United States District Court, Northern District of California, Oakland Division

November 5, 2014

ROVIO ENTERTAINMENT LTD, fka ROVIO MOBILE OY, Plaintiff,
v.
ROYAL PLUSH TOYS, INC., et al., Defendants.

ORDER

SAUNDRA BROWN ARMSTRONG United States District Judge

Rovio Entertainment Ltd., fka Rovio Mobile Oy (“Plaintiff”), [1] brought the instant copyright and trademark infringement action against Defendants, [2] alleging that they were intentionally and willfully selling infringing and unauthorized knockoff plush toys that are nearly identical to Plaintiff’s Angry Birds plush toys in violation of Plaintiff’s copyright registrations (“Copyrights”) and ANGRY BIRDS trademarks. On March 20, 2014, the Court entered judgment in favor of Plaintiff on its copyright infringement claim and closed the case. Presently before the Court are four motions filed by Plaintiff, including an Ex Parte Motion to Reopen the Action and for an Order Holding Defendants in Civil Contempt and for Sanctions for Violation of the Permanent Injunction (“Contempt Motion”).[3]

Having read and considered the papers filed in connection with these matters and being fully informed, the Court hereby DENIES Plaintiff’s motions, for the reasons stated below. The Court, in its discretion, finds these matters suitable for resolution without oral argument. See Fed.R.Civ.P. 78(b); N.D. Cal. Civ. L.R. 7-1(b).

I. BACKGROUND

The parties are familiar with the facts and procedural history of this case. As such, the Court will only recite those facts that are relevant to the disposition of the motions presently pending before the Court.

On October 29, 2012, Plaintiff commenced the instant action against Defendants, alleging various claims, including claims for copyright and trademark infringement. On November 27, 2012, the Court granted Plaintiff’s motion for a preliminary injunction, enjoining Defendants from, among other things, manufacturing, importing, copying, advertising, promoting, offering to sell, selling, distributing or transferring any plush toys that are substantially similar to Plaintiff’s copyrighted works or are likely to be confused with Plaintiff’s trademarks.

Following the Court’s issuance of the preliminary injunction, Plaintiff filed a motion for default judgment against Defendants on its copyright claim, seeking statutory damages, a permanent injunction, and post-judgment interest. Plaintiff’s motion was referred to Magistrate Judge Laurel Beeler (the “Magistrate”) for a Report and Recommendation. The Magistrate’s Report and Recommendation recommended granting Plaintiff’s motion for default judgment against Defendants, and awarding Plaintiff $700, 000 in statutory damages and post-judgment interest. The Magistrate also recommended that the Court “issue a permanent injunction that enjoins Defendants from further infringement of [Plaintiff’s] Copyrights.” Defendant Jong K. Park (“Park”) objected to the Magistrate’s statutory damages recommendation. The Court overruled Park’s objection and adopted the Magistrate’s Report and Recommendation without modification. The Court entered judgment in favor of Plaintiff and against Defendants on Plaintiff’s copyright claim and closed the case.[4]

II. DISCUSSION

A. Contempt Motion

Plaintiff moves for an order holding Defendants in civil contempt and for sanctions for violating the permanent injunction. However, Plaintiff never proposed, and this Court never issued, a permanent injunction that complies with the specificity requirements of Rule 65 of the Federal Rules of Civil Procedure.
_ _ _ _ _ _ _
◆ GOAL OF THE EXERCISE ◆
Reproduce the passage of the court order from "I. BACKGROUND" up to and including "with Plaintiff’s trademarks.", changing "Defendants" to "Respondents" wherever it occurs.
_ _ _ _ _ _ _
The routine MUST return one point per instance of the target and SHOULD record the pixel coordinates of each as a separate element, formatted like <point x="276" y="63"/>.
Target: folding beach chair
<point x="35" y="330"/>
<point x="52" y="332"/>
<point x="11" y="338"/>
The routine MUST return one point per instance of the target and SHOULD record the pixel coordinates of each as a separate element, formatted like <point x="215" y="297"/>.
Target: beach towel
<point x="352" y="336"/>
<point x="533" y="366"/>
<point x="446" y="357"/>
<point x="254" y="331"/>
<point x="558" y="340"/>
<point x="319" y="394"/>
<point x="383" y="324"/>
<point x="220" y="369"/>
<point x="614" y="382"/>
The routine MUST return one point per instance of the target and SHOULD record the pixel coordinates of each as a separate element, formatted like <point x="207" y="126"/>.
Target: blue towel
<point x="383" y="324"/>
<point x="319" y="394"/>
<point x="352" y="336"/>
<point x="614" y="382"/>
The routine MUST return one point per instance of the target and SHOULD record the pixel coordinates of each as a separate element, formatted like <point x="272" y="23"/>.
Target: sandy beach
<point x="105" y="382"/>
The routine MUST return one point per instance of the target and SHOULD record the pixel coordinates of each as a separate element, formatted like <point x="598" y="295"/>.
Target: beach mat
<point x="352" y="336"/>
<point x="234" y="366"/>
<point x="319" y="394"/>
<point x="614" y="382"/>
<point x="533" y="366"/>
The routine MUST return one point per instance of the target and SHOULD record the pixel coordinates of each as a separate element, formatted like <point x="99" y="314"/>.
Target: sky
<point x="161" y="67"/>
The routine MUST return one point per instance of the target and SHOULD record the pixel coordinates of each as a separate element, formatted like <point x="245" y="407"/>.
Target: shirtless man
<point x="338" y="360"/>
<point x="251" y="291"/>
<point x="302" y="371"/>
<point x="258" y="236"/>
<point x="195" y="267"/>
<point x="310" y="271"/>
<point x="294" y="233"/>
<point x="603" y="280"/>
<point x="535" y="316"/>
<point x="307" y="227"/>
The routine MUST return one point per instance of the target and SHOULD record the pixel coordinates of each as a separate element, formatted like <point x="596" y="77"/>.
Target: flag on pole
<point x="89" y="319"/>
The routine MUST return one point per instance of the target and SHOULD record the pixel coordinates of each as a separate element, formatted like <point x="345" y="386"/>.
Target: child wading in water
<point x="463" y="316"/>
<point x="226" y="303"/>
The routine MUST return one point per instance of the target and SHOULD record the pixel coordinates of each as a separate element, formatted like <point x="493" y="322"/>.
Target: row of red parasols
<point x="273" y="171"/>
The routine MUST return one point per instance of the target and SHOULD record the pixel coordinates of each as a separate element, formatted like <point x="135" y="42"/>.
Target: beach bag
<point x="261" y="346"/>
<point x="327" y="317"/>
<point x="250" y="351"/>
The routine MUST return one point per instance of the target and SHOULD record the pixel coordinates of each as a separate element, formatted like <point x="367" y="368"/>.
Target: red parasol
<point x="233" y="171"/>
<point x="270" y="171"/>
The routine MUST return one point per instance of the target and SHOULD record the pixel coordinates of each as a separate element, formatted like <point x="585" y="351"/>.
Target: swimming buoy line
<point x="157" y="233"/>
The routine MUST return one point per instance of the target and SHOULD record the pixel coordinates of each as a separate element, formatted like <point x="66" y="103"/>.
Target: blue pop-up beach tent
_ _ _ _ _ _ _
◆ REPLY TO THE TASK ◆
I. BACKGROUND

The parties are familiar with the facts and procedural history of this case. As such, the Court will only recite those facts that are relevant to the disposition of the motions presently pending before the Court.

On October 29, 2012, Plaintiff commenced the instant action against Respondents, alleging various claims, including claims for copyright and trademark infringement. On November 27, 2012, the Court granted Plaintiff’s motion for a preliminary injunction, enjoining Respondents from, among other things, manufacturing, importing, copying, advertising, promoting, offering to sell, selling, distributing or transferring any plush toys that are substantially similar to Plaintiff’s copyrighted works or are likely to be confused with Plaintiff’s trademarks.